# Your task:
Of the records that follow, copy only the lines from the line containing "Exercise. Mark the blue blurred" to the line containing "Exercise. Mark the brown", both included, exactly as written.

# Data shown:

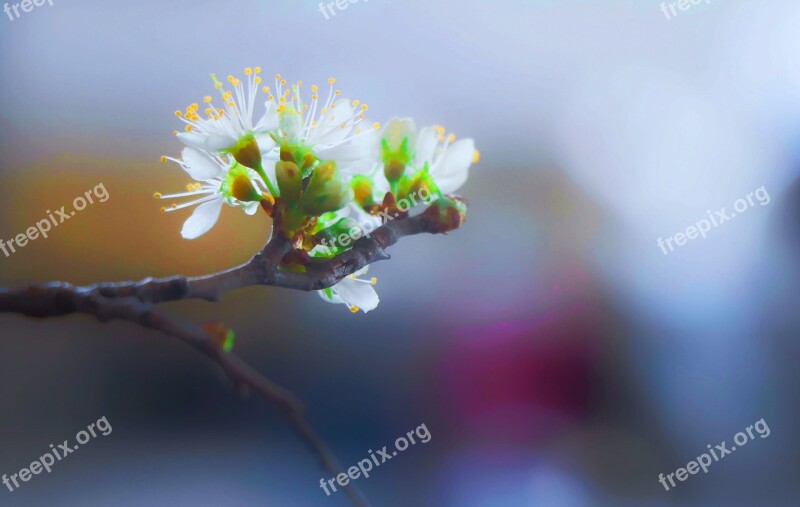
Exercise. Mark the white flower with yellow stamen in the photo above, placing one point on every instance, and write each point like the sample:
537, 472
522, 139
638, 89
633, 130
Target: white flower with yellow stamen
329, 130
356, 293
448, 160
232, 128
219, 180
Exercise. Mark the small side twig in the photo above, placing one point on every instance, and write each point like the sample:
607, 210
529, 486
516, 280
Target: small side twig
135, 302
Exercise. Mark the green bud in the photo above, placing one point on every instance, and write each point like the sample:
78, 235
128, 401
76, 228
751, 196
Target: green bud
238, 185
445, 215
246, 152
290, 181
325, 192
362, 189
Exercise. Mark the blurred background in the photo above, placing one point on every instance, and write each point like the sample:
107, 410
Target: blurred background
556, 355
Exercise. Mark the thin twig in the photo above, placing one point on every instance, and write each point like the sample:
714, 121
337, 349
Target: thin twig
135, 302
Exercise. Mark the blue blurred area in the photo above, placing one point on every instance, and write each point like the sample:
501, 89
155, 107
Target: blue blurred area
557, 356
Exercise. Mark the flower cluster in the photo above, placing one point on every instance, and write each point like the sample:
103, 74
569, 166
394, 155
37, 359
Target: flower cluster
317, 166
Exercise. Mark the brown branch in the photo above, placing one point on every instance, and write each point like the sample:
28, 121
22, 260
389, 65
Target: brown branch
134, 302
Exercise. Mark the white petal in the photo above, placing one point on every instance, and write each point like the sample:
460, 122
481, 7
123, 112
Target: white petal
193, 139
426, 147
356, 293
203, 219
452, 171
270, 119
251, 207
399, 128
220, 142
333, 299
200, 166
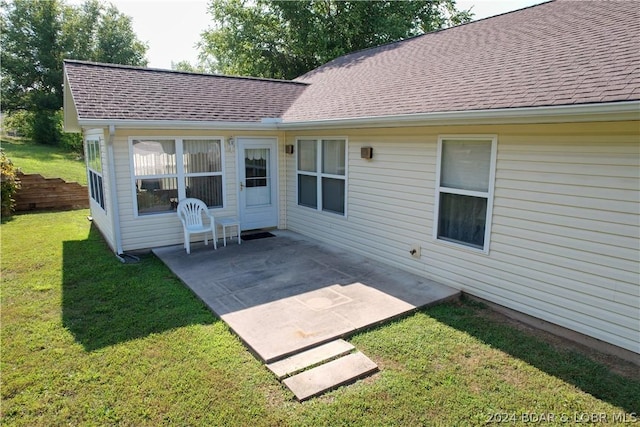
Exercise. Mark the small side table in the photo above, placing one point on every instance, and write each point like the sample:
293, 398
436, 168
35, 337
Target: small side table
228, 222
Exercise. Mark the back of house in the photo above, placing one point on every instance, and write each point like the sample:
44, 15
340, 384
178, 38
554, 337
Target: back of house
500, 157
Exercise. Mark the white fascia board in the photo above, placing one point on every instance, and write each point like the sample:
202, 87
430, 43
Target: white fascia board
175, 124
614, 111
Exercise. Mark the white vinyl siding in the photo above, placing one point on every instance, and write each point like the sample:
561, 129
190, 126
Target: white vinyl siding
564, 228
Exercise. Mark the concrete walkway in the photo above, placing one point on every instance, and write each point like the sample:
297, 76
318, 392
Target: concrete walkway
288, 293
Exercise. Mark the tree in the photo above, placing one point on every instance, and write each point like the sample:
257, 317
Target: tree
284, 39
37, 35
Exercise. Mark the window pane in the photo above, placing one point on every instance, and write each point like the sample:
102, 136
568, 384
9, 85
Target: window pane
202, 156
333, 195
154, 157
307, 191
156, 195
206, 188
466, 165
307, 155
333, 157
462, 219
256, 162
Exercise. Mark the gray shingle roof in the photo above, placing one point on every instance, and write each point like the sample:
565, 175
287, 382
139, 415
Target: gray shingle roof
557, 53
105, 91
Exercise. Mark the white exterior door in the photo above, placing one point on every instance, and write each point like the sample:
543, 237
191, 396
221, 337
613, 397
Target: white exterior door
258, 197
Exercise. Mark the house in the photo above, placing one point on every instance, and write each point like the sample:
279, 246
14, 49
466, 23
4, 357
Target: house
500, 157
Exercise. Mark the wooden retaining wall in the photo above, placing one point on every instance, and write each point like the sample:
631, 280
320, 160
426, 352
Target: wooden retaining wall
39, 193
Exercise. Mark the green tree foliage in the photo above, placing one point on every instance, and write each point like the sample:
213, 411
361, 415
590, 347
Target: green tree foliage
284, 39
37, 35
9, 184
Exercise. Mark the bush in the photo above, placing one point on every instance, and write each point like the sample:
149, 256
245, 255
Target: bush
9, 184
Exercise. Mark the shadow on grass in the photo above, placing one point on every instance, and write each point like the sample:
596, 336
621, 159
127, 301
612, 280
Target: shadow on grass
105, 302
570, 366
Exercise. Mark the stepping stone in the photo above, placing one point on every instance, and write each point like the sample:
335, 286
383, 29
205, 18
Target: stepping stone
301, 361
333, 374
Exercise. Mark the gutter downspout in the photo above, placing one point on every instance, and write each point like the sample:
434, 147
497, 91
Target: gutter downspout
114, 200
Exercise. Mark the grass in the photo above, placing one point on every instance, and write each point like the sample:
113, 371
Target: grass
87, 340
46, 160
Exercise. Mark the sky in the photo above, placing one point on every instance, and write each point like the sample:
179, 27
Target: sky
172, 28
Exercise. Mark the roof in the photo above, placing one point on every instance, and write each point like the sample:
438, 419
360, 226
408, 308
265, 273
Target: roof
117, 92
556, 53
560, 53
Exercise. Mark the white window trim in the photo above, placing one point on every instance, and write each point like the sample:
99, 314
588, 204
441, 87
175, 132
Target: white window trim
489, 195
180, 174
93, 139
319, 174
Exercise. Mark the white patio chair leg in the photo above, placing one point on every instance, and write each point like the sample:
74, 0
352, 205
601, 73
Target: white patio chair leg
187, 243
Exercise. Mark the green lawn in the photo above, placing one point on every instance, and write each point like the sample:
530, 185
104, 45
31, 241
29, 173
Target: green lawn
87, 340
46, 160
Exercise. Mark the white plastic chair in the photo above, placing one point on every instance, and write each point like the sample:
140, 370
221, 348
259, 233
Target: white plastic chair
190, 212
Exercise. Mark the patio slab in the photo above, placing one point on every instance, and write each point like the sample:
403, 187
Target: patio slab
288, 293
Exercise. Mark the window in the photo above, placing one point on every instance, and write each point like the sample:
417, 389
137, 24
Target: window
321, 174
464, 190
94, 170
167, 170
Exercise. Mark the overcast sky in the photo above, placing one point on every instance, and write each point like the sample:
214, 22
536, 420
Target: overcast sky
171, 28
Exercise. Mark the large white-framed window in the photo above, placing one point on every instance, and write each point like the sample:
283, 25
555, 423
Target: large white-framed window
465, 176
166, 170
321, 174
93, 156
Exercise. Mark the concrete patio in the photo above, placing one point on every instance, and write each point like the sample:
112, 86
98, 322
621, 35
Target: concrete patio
291, 300
287, 293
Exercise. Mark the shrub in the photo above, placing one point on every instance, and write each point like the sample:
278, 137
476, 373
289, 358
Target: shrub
9, 183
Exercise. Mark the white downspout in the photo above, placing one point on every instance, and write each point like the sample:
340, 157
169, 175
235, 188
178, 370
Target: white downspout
114, 199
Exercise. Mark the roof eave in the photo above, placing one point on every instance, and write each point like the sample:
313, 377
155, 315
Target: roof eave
177, 124
612, 111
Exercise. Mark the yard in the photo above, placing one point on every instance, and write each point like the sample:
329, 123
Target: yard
87, 340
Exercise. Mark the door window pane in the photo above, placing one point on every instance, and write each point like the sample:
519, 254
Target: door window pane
307, 191
256, 163
333, 157
466, 165
462, 219
307, 160
333, 195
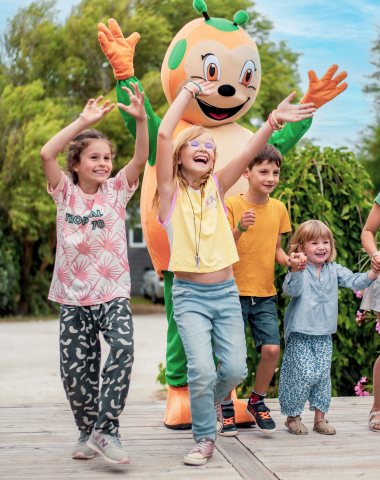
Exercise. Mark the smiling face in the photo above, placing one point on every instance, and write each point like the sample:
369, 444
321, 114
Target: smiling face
196, 161
264, 177
95, 164
229, 59
317, 251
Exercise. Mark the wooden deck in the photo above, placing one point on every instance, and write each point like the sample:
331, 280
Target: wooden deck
36, 441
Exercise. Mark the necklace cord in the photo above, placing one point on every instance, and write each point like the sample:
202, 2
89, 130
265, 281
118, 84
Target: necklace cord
197, 247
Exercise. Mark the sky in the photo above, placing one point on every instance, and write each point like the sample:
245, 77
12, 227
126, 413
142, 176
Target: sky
325, 32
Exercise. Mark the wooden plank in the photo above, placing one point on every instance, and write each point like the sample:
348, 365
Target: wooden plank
244, 462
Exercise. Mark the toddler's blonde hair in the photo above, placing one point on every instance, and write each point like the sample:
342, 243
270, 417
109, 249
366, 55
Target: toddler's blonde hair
310, 231
179, 178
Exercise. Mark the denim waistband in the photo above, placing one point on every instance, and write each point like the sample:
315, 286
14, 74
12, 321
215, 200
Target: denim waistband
204, 287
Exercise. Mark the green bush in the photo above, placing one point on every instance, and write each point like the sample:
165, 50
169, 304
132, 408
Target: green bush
9, 273
331, 186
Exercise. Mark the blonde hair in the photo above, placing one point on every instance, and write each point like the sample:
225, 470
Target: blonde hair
179, 178
310, 231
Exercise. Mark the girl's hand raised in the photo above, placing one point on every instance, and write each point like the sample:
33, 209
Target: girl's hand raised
136, 109
286, 112
93, 113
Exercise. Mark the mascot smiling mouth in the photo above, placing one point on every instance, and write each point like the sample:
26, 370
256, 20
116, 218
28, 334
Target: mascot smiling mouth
219, 113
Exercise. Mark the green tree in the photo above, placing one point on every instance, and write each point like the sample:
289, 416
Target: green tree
370, 148
319, 185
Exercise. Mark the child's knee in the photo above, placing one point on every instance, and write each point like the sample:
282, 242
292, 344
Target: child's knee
270, 352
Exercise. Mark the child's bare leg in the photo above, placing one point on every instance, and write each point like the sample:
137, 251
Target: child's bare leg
376, 387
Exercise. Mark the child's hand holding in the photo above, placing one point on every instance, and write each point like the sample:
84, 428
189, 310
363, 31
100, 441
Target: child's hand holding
247, 219
375, 262
136, 109
295, 260
92, 113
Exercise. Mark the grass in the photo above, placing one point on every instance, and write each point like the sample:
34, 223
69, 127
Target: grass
136, 301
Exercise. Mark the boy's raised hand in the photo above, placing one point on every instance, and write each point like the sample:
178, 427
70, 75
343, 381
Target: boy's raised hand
247, 219
93, 113
286, 112
136, 109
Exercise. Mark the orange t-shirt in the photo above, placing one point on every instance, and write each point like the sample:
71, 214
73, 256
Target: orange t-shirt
254, 273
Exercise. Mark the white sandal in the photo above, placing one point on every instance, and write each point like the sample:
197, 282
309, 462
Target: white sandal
372, 423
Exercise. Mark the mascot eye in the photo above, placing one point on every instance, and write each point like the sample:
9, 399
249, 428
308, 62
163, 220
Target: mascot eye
247, 73
211, 68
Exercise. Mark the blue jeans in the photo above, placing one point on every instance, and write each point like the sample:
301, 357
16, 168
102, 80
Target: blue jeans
202, 311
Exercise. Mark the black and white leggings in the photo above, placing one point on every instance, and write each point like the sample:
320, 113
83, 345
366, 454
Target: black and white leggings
80, 362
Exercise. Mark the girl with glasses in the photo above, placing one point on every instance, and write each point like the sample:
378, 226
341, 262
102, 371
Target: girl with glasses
190, 204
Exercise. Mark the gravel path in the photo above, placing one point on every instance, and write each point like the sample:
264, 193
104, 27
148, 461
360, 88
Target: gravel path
29, 360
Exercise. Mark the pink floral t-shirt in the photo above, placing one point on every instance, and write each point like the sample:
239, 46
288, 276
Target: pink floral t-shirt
91, 263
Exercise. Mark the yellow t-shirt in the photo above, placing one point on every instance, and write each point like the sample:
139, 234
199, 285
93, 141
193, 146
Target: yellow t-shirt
254, 273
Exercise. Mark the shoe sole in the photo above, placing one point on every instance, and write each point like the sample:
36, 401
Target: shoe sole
82, 456
268, 432
125, 461
195, 461
233, 433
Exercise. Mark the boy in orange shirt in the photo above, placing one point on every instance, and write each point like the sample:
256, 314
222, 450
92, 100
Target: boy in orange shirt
258, 222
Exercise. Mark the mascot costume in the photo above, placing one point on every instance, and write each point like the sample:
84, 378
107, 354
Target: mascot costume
220, 51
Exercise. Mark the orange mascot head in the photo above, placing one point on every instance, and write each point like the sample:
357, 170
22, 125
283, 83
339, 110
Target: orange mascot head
220, 51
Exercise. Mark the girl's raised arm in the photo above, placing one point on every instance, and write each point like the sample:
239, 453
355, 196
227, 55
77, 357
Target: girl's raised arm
285, 112
164, 171
137, 110
49, 152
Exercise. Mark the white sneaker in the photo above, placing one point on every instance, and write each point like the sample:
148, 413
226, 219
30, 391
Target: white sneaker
108, 446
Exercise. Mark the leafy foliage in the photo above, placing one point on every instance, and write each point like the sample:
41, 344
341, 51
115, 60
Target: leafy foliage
330, 186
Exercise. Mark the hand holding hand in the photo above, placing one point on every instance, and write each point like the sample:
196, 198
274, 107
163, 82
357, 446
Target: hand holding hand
93, 113
136, 109
375, 262
286, 112
247, 219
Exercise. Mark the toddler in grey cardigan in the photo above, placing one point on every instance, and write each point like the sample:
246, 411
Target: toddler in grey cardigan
310, 319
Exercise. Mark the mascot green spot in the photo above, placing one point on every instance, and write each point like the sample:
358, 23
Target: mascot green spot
177, 54
241, 17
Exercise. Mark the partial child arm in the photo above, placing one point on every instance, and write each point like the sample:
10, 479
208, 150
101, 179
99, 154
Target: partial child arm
92, 114
137, 110
164, 172
285, 112
247, 219
369, 236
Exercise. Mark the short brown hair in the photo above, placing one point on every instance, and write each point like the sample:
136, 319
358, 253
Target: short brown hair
78, 144
309, 231
268, 153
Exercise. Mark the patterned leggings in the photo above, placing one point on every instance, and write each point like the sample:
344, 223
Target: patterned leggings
80, 362
305, 374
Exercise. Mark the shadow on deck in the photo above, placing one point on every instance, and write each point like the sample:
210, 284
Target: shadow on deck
36, 441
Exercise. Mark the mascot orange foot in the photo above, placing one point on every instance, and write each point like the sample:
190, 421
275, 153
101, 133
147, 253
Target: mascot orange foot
178, 414
221, 51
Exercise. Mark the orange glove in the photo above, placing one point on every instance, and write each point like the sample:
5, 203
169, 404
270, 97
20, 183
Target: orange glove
323, 90
117, 49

# Result of the task:
Exercise. Mark the blue blurred area in the photo above, placing one point on every instance, and write each point like the sample:
501, 89
155, 107
Target: blue blurred area
557, 356
Exercise. Mark the flower cluster in the photo above, placing one point on every instance, and write each point like the sample:
103, 74
569, 166
394, 155
37, 359
Target: flower cluster
317, 166
Exercise. Mark the brown branch in the photo above, placing one point on every instance, and write each point like the sample:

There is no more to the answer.